**Page extract**
======

British Dictionary definitions for goad

goad

/ɡəʊd/
noun
1.
a sharp pointed stick for urging on cattle, etc
2.
anything that acts as a spur or incitement
verb
3.
(transitive) to drive with or as if with a goad; spur; incite
Derived Forms
goadlike, adjective
Word Origin
Old English gād, of Germanic origin, related to Old English gār, Old Norse geirr spear
Word Origin and History for goad
n.

Old English gad "point, spearhead, arrowhead," from Proto-Germanic *gaido (cf. Lombardic gaida "spear"), from PIE *ghei- (cf. Sanskrit hetih "missile, projectile," himsati "he injures;" Avestan zaena- "weapon;" Greek khaios "shepherd's staff;" Old English gar "spear;" Old Irish gae "spear"). Figurative use is since 16c., probably from the Bible.

v.

1570s, from goad (n.); earliest use is figurative. Related: Goaded; goading.

======

(Rows of bounding-box annotation data)
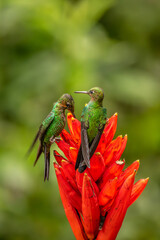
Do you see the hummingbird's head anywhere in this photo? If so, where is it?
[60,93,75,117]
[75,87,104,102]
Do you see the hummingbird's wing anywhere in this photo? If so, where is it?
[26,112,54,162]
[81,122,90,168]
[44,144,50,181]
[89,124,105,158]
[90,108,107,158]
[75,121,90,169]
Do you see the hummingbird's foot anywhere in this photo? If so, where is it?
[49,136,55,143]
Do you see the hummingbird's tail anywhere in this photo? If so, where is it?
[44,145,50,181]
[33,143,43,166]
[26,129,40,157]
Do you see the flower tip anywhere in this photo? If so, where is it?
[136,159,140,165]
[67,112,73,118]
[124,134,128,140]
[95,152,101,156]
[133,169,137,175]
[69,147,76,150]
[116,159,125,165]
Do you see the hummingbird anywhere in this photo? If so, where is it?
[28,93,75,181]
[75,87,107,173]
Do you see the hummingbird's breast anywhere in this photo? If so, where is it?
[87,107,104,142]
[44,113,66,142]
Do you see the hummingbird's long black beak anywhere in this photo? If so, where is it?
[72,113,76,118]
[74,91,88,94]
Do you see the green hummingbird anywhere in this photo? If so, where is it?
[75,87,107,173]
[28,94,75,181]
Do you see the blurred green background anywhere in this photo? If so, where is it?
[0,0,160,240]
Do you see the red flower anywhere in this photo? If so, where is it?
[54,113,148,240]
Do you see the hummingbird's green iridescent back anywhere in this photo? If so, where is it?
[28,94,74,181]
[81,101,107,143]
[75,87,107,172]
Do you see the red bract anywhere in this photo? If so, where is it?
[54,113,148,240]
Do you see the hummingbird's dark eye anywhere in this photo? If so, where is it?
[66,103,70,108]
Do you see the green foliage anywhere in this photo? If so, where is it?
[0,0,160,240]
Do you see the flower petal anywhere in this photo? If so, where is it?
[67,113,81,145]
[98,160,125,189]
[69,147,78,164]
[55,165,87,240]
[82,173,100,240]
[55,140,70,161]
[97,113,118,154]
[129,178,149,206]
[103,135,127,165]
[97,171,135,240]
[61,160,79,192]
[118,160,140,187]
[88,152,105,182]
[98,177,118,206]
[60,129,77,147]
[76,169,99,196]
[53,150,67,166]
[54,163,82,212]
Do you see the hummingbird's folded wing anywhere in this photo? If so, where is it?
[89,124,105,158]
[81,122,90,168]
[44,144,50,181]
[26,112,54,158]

======

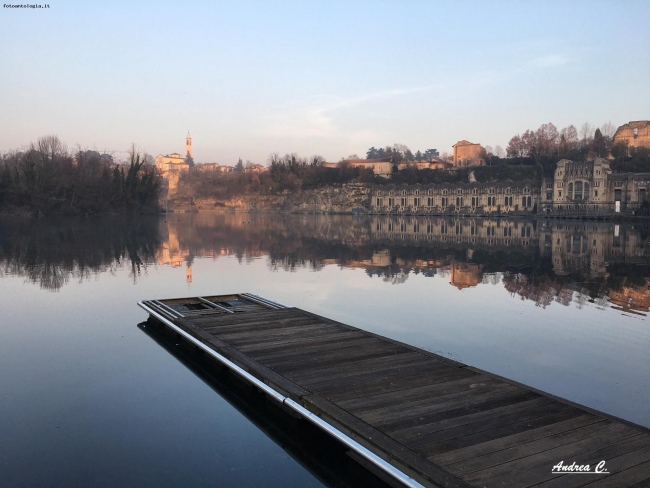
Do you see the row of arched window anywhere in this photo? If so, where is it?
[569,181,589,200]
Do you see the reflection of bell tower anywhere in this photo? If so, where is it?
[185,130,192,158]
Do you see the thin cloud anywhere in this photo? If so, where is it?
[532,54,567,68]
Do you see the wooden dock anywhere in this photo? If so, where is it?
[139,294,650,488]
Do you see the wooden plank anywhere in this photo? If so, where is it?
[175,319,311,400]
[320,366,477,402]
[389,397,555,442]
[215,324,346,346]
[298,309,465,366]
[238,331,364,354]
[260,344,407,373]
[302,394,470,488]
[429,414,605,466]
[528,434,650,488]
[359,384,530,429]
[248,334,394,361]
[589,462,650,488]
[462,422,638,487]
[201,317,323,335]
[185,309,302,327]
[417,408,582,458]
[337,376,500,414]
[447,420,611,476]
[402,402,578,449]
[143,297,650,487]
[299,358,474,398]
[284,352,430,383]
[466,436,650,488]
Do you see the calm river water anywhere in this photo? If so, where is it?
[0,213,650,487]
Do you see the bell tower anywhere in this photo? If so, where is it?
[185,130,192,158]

======

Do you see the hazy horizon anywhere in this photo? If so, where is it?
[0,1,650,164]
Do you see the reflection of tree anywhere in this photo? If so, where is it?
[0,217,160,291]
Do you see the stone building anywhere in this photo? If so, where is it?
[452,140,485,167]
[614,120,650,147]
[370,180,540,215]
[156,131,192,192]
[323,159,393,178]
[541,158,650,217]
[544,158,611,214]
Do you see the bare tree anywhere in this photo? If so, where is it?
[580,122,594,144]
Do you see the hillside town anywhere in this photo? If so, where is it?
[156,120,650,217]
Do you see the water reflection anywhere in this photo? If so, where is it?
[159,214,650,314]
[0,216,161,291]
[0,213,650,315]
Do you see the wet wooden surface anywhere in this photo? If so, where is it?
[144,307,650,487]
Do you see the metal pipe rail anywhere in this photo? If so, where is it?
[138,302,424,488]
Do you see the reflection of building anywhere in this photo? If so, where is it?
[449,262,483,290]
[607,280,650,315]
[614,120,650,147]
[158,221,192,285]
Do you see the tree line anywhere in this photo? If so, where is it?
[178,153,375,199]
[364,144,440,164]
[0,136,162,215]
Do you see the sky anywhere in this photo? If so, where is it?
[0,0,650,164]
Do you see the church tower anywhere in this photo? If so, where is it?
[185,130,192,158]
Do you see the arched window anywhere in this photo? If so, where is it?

======

**Task set**
1. Change "cattle" to "oxen" in the dictionary entry for "goad" and write out everything from "a sharp pointed" down to "from the Bible.".
2. Go on with the dictionary entry for "goad" from the point where it stops.
The records have no connection to the text.

**Final results**
1.
a sharp pointed stick for urging on oxen, etc
2.
anything that acts as a spur or incitement
verb
3.
(transitive) to drive with or as if with a goad; spur; incite
Derived Forms
goadlike, adjective
Word Origin
Old English gād, of Germanic origin, related to Old English gār, Old Norse geirr spear
Word Origin and History for goad
n.

Old English gad "point, spearhead, arrowhead," from Proto-Germanic *gaido (cf. Lombardic gaida "spear"), from PIE *ghei- (cf. Sanskrit hetih "missile, projectile," himsati "he injures;" Avestan zaena- "weapon;" Greek khaios "shepherd's staff;" Old English gar "spear;" Old Irish gae "spear"). Figurative use is since 16c., probably from the Bible.

2.
goad in the Bible

(Heb. malmad, only in Judg. 3: 31), an instrument used by ploughmen for guiding their oxen. Shamgar slew six hundred Philistines with an ox-goad. "The goad is a formidable weapon. It is sometimes ten feet long, and has a sharp point. We could now see that the feat of Shamgar was not so very wonderful as some have been accustomed to think." In 1 Sam. 13:21, a different Hebrew word is used, _dorban_, meaning something pointed. The expression (Acts 9:5, omitted in the R.V.), "It is hard for thee to kick against the pricks", i.e., against the goad, was proverbial for unavailing resistance to superior power.